__Aim of the task__. Transcribe every item below line for line, and leave the pictures out of your answer.
[Data rows start]
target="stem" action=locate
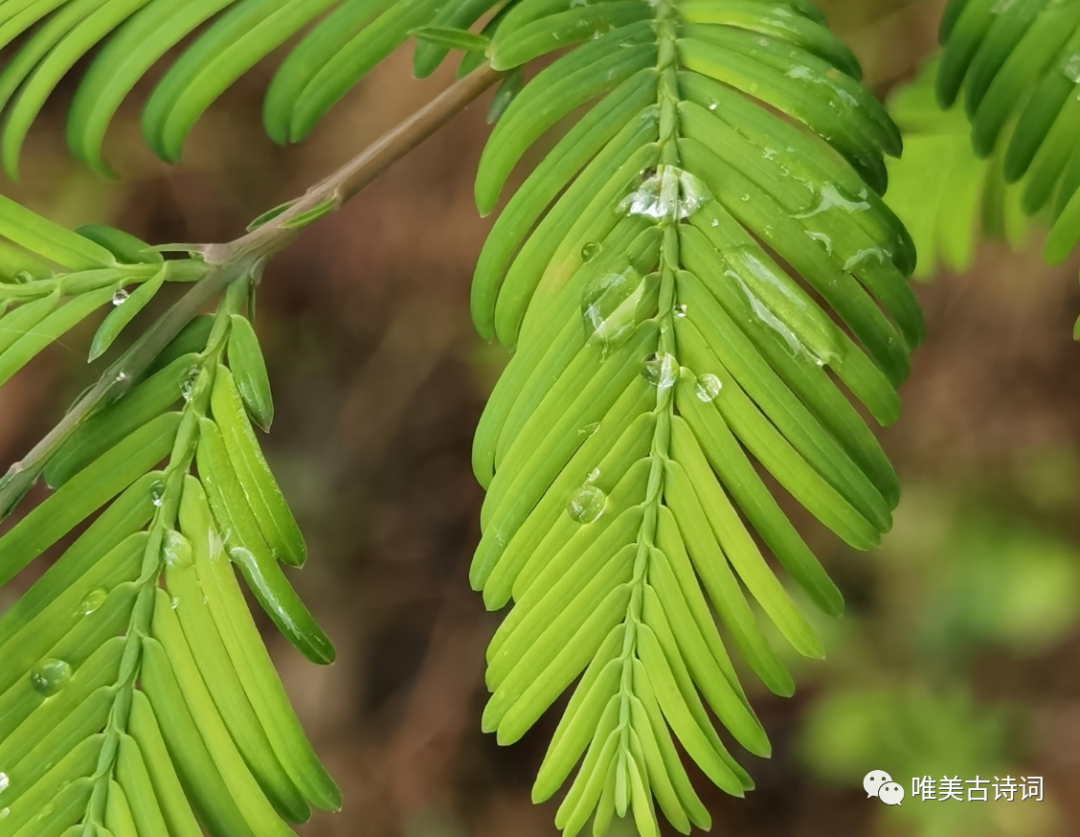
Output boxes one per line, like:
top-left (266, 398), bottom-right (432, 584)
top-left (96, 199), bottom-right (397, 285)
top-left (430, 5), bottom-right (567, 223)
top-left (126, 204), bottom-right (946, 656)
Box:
top-left (0, 65), bottom-right (502, 521)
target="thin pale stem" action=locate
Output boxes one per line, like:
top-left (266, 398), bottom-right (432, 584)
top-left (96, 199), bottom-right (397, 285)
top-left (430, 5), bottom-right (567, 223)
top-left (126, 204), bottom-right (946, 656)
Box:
top-left (0, 64), bottom-right (501, 521)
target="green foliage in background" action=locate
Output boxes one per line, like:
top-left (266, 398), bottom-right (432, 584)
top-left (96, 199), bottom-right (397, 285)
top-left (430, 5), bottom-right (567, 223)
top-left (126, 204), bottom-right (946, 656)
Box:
top-left (886, 58), bottom-right (1030, 279)
top-left (0, 0), bottom-right (1080, 837)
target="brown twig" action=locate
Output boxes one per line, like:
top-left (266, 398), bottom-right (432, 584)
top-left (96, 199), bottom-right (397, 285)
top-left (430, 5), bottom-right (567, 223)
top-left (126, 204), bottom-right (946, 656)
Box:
top-left (0, 64), bottom-right (501, 521)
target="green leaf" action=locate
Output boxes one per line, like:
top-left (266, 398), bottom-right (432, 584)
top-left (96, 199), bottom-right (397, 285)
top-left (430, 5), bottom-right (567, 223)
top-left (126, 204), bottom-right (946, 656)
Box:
top-left (470, 0), bottom-right (924, 835)
top-left (409, 26), bottom-right (491, 52)
top-left (89, 266), bottom-right (168, 363)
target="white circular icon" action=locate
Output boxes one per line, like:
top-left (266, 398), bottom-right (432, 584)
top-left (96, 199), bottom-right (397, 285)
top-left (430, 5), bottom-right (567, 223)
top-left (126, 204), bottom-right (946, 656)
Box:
top-left (878, 782), bottom-right (904, 805)
top-left (863, 770), bottom-right (904, 799)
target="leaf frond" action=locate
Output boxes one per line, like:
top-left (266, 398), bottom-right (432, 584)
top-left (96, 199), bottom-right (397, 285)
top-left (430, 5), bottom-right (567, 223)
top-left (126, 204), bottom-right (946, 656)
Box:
top-left (471, 0), bottom-right (923, 837)
top-left (0, 244), bottom-right (341, 837)
top-left (0, 0), bottom-right (504, 177)
top-left (886, 58), bottom-right (1031, 279)
top-left (936, 0), bottom-right (1080, 264)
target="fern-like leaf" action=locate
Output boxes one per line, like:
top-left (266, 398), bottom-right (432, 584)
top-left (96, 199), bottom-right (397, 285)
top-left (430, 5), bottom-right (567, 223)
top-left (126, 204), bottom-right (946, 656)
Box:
top-left (937, 0), bottom-right (1080, 262)
top-left (0, 207), bottom-right (341, 837)
top-left (471, 0), bottom-right (923, 837)
top-left (0, 0), bottom-right (504, 176)
top-left (886, 58), bottom-right (1030, 279)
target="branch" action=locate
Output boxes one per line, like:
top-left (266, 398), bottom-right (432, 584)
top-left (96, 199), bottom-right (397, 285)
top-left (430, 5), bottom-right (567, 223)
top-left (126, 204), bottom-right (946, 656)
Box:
top-left (0, 64), bottom-right (502, 521)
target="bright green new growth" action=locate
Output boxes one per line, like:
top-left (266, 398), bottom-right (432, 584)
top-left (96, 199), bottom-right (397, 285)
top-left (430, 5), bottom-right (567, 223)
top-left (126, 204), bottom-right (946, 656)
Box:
top-left (0, 199), bottom-right (341, 837)
top-left (886, 58), bottom-right (1030, 279)
top-left (936, 0), bottom-right (1080, 262)
top-left (472, 0), bottom-right (922, 837)
top-left (25, 0), bottom-right (1080, 837)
[Data rows end]
__Exercise answer__.
target="stem" action=locate
Output boxes one per line, like:
top-left (266, 398), bottom-right (432, 584)
top-left (96, 199), bottom-right (397, 285)
top-left (430, 5), bottom-right (567, 223)
top-left (126, 204), bottom-right (946, 656)
Box:
top-left (0, 65), bottom-right (502, 521)
target="thin pale stem" action=locate
Output boxes one per line, like:
top-left (266, 398), bottom-right (432, 584)
top-left (96, 199), bottom-right (397, 285)
top-left (430, 5), bottom-right (567, 223)
top-left (126, 204), bottom-right (946, 656)
Box:
top-left (0, 64), bottom-right (501, 521)
target="green foliage in background" action=locate
Output boxes one per line, like:
top-left (266, 398), bottom-right (432, 584)
top-left (96, 199), bottom-right (397, 285)
top-left (430, 5), bottom-right (567, 223)
top-left (126, 204), bottom-right (946, 656)
Box:
top-left (886, 58), bottom-right (1030, 279)
top-left (0, 0), bottom-right (1080, 837)
target="brown twig" action=locate
Output boxes one per line, like:
top-left (266, 398), bottom-right (432, 584)
top-left (96, 199), bottom-right (397, 285)
top-left (430, 5), bottom-right (567, 223)
top-left (126, 204), bottom-right (946, 656)
Box:
top-left (0, 64), bottom-right (501, 521)
target="green leaf" action=locate
Output boxes one per line, like:
top-left (266, 398), bottom-right (432, 584)
top-left (96, 199), bottom-right (397, 285)
top-left (430, 5), bottom-right (567, 223)
top-left (126, 204), bottom-right (946, 656)
Box:
top-left (470, 0), bottom-right (924, 835)
top-left (409, 26), bottom-right (491, 52)
top-left (89, 266), bottom-right (168, 363)
target="white circular icon" action=locate
Output boxes one per line, like:
top-left (266, 398), bottom-right (432, 584)
top-left (96, 199), bottom-right (397, 285)
top-left (430, 5), bottom-right (567, 223)
top-left (126, 204), bottom-right (946, 656)
Box:
top-left (878, 782), bottom-right (904, 805)
top-left (863, 770), bottom-right (904, 799)
target="leaf frond" action=locate
Output boxes one per line, like:
top-left (266, 398), bottom-right (432, 584)
top-left (96, 199), bottom-right (397, 285)
top-left (430, 5), bottom-right (567, 223)
top-left (126, 204), bottom-right (946, 656)
Box:
top-left (471, 0), bottom-right (923, 837)
top-left (0, 244), bottom-right (341, 837)
top-left (0, 0), bottom-right (504, 177)
top-left (886, 58), bottom-right (1031, 279)
top-left (936, 0), bottom-right (1080, 264)
target="fern-like leaf" action=locate
Output boxes one per line, like:
top-left (266, 398), bottom-right (432, 584)
top-left (96, 199), bottom-right (397, 285)
top-left (430, 5), bottom-right (567, 223)
top-left (126, 204), bottom-right (946, 656)
Box:
top-left (937, 0), bottom-right (1080, 262)
top-left (0, 207), bottom-right (341, 837)
top-left (471, 0), bottom-right (923, 837)
top-left (0, 0), bottom-right (504, 176)
top-left (886, 58), bottom-right (1030, 279)
target="branch" action=locate
Output boxes one per line, like:
top-left (266, 398), bottom-right (432, 584)
top-left (96, 199), bottom-right (397, 285)
top-left (430, 5), bottom-right (567, 223)
top-left (126, 204), bottom-right (946, 656)
Box:
top-left (0, 64), bottom-right (502, 521)
target="bright green new growth" action=locate
Output boxes one per line, like:
top-left (266, 398), bottom-right (432, 584)
top-left (96, 199), bottom-right (397, 285)
top-left (430, 5), bottom-right (567, 223)
top-left (126, 204), bottom-right (946, 656)
Box:
top-left (0, 199), bottom-right (341, 837)
top-left (886, 58), bottom-right (1030, 279)
top-left (936, 0), bottom-right (1080, 262)
top-left (472, 0), bottom-right (922, 837)
top-left (25, 0), bottom-right (1080, 837)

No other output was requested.